→ The exercise
Copy every line of the data below verbatim. Leave nothing out and change nothing.
___ Input material ___
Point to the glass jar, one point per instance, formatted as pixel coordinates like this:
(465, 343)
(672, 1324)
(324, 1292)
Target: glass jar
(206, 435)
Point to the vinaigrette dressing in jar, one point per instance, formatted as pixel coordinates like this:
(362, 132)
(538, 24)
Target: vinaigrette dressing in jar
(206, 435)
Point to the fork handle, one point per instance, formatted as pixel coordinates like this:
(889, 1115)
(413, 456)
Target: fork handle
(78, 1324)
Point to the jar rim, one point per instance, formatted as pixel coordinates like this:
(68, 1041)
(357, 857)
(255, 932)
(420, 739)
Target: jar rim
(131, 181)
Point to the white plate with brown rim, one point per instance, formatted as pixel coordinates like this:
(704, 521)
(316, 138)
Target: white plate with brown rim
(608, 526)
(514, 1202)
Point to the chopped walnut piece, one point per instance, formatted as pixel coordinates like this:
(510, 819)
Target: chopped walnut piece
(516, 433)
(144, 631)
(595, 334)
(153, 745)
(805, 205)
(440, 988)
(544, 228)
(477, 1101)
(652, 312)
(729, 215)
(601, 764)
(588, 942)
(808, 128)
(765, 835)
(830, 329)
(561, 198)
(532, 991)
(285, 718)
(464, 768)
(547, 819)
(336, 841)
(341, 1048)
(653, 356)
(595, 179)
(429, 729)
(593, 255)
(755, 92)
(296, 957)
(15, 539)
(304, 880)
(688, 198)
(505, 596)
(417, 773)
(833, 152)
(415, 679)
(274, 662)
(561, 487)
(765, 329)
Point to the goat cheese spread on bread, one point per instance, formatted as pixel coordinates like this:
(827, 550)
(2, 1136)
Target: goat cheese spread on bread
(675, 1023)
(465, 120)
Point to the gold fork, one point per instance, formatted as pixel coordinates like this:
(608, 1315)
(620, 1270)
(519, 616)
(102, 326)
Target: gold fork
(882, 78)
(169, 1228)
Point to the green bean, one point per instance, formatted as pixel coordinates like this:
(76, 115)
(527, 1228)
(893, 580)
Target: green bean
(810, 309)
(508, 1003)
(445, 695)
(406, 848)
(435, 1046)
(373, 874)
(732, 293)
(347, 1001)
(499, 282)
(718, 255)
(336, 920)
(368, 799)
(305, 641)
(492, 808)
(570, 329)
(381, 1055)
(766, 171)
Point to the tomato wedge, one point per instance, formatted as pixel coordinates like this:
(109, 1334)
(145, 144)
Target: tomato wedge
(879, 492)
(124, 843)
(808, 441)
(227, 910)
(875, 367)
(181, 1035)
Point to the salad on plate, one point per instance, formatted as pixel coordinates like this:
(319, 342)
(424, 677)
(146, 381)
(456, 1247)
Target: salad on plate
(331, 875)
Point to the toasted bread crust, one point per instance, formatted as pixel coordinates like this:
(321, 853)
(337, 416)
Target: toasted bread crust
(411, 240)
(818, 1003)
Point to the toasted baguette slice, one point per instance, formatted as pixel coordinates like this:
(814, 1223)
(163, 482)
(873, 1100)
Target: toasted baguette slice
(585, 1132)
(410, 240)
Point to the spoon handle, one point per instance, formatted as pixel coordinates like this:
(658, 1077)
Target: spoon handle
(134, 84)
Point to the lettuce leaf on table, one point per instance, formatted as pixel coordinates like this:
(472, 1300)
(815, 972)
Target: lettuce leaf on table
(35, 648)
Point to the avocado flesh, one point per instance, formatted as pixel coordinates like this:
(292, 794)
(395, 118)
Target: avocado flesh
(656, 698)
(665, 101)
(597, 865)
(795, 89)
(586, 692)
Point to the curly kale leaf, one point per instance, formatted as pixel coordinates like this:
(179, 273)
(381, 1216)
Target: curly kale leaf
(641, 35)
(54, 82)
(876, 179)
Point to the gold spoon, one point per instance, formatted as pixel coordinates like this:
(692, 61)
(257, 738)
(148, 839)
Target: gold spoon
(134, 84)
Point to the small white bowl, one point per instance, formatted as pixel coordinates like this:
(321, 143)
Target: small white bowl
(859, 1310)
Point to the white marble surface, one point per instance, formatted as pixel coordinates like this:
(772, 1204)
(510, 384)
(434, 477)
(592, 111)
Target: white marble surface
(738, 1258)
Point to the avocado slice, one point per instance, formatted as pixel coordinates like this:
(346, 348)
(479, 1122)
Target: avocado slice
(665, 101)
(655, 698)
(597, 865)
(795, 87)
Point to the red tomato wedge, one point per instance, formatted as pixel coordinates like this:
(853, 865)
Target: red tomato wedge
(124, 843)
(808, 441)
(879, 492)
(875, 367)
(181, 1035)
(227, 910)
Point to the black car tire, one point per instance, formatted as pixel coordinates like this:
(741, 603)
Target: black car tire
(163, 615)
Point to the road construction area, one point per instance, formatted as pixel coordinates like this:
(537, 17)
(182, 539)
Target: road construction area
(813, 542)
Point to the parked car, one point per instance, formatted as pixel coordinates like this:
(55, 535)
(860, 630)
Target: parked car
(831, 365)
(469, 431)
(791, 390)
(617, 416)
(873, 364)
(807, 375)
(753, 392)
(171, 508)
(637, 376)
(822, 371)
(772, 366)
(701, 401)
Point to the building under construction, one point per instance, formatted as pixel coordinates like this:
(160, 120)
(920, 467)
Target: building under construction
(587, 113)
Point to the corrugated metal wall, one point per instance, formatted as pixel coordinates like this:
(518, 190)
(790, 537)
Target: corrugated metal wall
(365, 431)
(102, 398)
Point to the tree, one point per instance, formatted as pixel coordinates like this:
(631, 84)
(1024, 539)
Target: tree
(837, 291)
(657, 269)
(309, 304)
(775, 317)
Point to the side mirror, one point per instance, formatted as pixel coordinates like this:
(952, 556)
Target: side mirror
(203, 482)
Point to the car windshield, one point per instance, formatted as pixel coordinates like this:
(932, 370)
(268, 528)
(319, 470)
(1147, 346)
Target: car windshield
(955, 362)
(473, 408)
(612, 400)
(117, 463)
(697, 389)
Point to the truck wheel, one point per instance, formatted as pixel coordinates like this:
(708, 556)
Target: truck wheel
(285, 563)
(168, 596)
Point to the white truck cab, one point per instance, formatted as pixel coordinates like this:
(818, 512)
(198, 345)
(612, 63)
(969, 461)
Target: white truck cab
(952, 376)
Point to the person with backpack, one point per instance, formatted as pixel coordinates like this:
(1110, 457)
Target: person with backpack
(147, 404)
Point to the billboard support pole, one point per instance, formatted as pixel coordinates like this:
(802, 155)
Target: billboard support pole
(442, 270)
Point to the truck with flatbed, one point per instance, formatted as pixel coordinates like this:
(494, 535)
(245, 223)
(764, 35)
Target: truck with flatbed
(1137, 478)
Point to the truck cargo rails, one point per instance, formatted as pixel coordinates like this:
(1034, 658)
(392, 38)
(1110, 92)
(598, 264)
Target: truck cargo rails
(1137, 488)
___
→ Task response
Point to the glass jar, one point per instance, formatted as pixel coordinates like this:
(465, 343)
(672, 1324)
(324, 1292)
Target: glass jar
(206, 435)
Point to the vinaigrette dressing in jar, one point per instance, formatted as pixel coordinates like this:
(362, 132)
(538, 24)
Target: vinaigrette dressing in jar
(206, 435)
Point to the fork handle, one point per instance, formatted as pixel coordinates like this:
(889, 1115)
(413, 456)
Target: fork handle
(78, 1324)
Point to the jar rim, one point per instance, formatted as pixel coordinates like this:
(68, 1041)
(357, 857)
(255, 932)
(420, 739)
Target: jar rim
(131, 181)
Point to the white plate with brown rim, one point per instance, formatted as pixel coordinates like this:
(704, 521)
(316, 138)
Target: white plate with brown rim
(608, 526)
(514, 1202)
Point to the chopped walnut piece, one point per instance, formatted as pixel coordinates like this:
(510, 819)
Target: chopped walnut piece
(516, 433)
(144, 631)
(595, 334)
(153, 745)
(805, 205)
(440, 988)
(544, 228)
(477, 1101)
(652, 312)
(729, 215)
(601, 764)
(588, 942)
(808, 128)
(765, 835)
(830, 329)
(561, 198)
(532, 991)
(285, 718)
(464, 768)
(547, 819)
(336, 841)
(341, 1048)
(653, 356)
(595, 179)
(429, 729)
(593, 255)
(755, 92)
(296, 957)
(15, 539)
(304, 880)
(688, 198)
(505, 596)
(417, 773)
(833, 152)
(415, 679)
(274, 662)
(561, 487)
(765, 329)
Point to the goat cheese spread on bread, one point per instance, formatted as pixel coordinates like this:
(827, 550)
(2, 1136)
Target: goat cheese spread on bread
(675, 1023)
(465, 120)
Point to the gold fork, one point per instance, formatted as pixel coordinates like this:
(608, 1315)
(620, 1270)
(519, 616)
(102, 326)
Target: gold fork
(882, 78)
(169, 1228)
Point to the green bean, one point per instance, formatted as pixel coordinates like this:
(76, 115)
(527, 1228)
(893, 580)
Target: green bean
(810, 309)
(508, 1003)
(445, 695)
(406, 848)
(435, 1046)
(373, 874)
(732, 293)
(347, 1001)
(499, 282)
(718, 255)
(336, 920)
(368, 799)
(305, 641)
(492, 808)
(570, 329)
(381, 1055)
(766, 171)
Point to the tomato wedge, one point per instance, formatted as pixel coordinates like this:
(109, 1334)
(145, 144)
Target: tomato wedge
(879, 492)
(124, 843)
(808, 441)
(227, 910)
(875, 367)
(181, 1035)
Point to the salad on plate, one point per instance, formatted as pixel coordinates like this:
(319, 342)
(424, 677)
(146, 381)
(456, 1247)
Target: salad on plate
(331, 875)
Point to the toasted bread crust, one point per instance, formatted as pixel coordinates like this:
(321, 853)
(337, 416)
Target: toasted bread crust
(411, 240)
(818, 1003)
Point to the toasted baguette slice, one point per instance, formatted as pixel coordinates like this:
(814, 1223)
(163, 482)
(873, 1100)
Target: toasted baguette slice
(585, 1132)
(410, 240)
Point to the spoon handle, one point per instance, formatted as pixel coordinates like this:
(658, 1077)
Target: spoon handle
(134, 84)
Point to the lettuce leaf on table, one point per instance, formatted as pixel coordinates like this:
(472, 1300)
(815, 972)
Target: lettuce leaf on table
(35, 648)
Point to the avocado flesh, one point per instance, formatted as pixel coordinates like this:
(292, 794)
(395, 118)
Target: avocado flesh
(656, 698)
(665, 101)
(597, 865)
(795, 89)
(586, 692)
Point to the curly kale leaf, one point per instance, formatted as pixel coordinates like this:
(179, 273)
(381, 1216)
Target: curly kale leaf
(641, 35)
(54, 82)
(876, 179)
Point to the gold spoon, one point per instance, formatted as pixel coordinates like this:
(692, 61)
(257, 738)
(148, 839)
Target: gold spoon
(134, 84)
Point to the small white bowl, one point per instance, formatted as pixel coordinates like this:
(321, 143)
Target: small white bowl
(859, 1310)
Point to the white marble surface, one point per instance, formatted as pixel coordinates like this:
(772, 1204)
(510, 384)
(434, 477)
(592, 111)
Target: white marble surface
(738, 1258)
Point to the avocado slice, one point per instance, formatted as pixel coordinates like this:
(346, 348)
(479, 1122)
Target: avocado slice
(665, 101)
(655, 698)
(597, 865)
(795, 87)
Point to the red tomato wedge, one point per instance, formatted as pixel coordinates like this:
(853, 865)
Target: red tomato wedge
(124, 843)
(808, 441)
(879, 492)
(875, 367)
(181, 1035)
(227, 910)
Point to the black car tire, one point per instance, formatted as pixel coordinates like this:
(741, 603)
Target: black car tire
(163, 615)
Point to the road construction area, one point per instance, formatted as pixel coordinates like this:
(537, 17)
(182, 539)
Target: road construction area
(813, 542)
Point to the parked car, one point per instance, formatted as pixel coordinates like this:
(55, 535)
(860, 630)
Target: parked car
(831, 365)
(469, 431)
(791, 390)
(617, 416)
(873, 364)
(807, 375)
(753, 392)
(171, 508)
(637, 376)
(822, 371)
(772, 366)
(701, 401)
Point to the building under construction, one point per instance, formatted as pixel coordinates like this:
(160, 120)
(920, 467)
Target: building under construction
(587, 113)
Point to the corrugated metal wall, one point per instance, formatted as pixel coordinates like this:
(518, 190)
(790, 537)
Target: corrugated metal wall
(365, 431)
(102, 398)
Point to the tree, one point per instance, formatted as pixel coordinates like this:
(631, 84)
(1024, 539)
Target: tree
(837, 291)
(657, 269)
(309, 304)
(775, 317)
Point to the side mirror, one point per instance, formatted as pixel coordinates like this:
(952, 556)
Target: side mirror
(203, 482)
Point to the car windshield, one point per instance, formatted as pixel coordinates like this:
(932, 370)
(268, 528)
(319, 470)
(1147, 346)
Target: car windshield
(955, 362)
(473, 408)
(612, 400)
(117, 463)
(697, 389)
Point to the truck wheel, one point per instance, formatted as pixel coordinates like this:
(708, 556)
Target: truck wheel
(285, 563)
(168, 596)
Point to the white truck cab, one point per instance, formatted as pixel coordinates like this:
(818, 512)
(198, 345)
(612, 63)
(969, 461)
Target: white truck cab
(952, 376)
Point to the person with backpack, one point per instance, formatted as pixel coordinates like this:
(1110, 457)
Target: person with backpack
(147, 404)
Point to the billboard support pole, one point per instance, formatted as pixel coordinates like this:
(802, 155)
Target: billboard support pole
(442, 270)
Point to the truck with flatbed, one point per instance, formatted as pixel coordinates like this:
(494, 535)
(245, 223)
(764, 35)
Target: truck with flatbed
(1137, 478)
Point to the truck cargo rails, one point per instance, formatted as pixel coordinates like this:
(1034, 658)
(392, 38)
(1110, 92)
(598, 264)
Target: truck cargo rails
(1137, 488)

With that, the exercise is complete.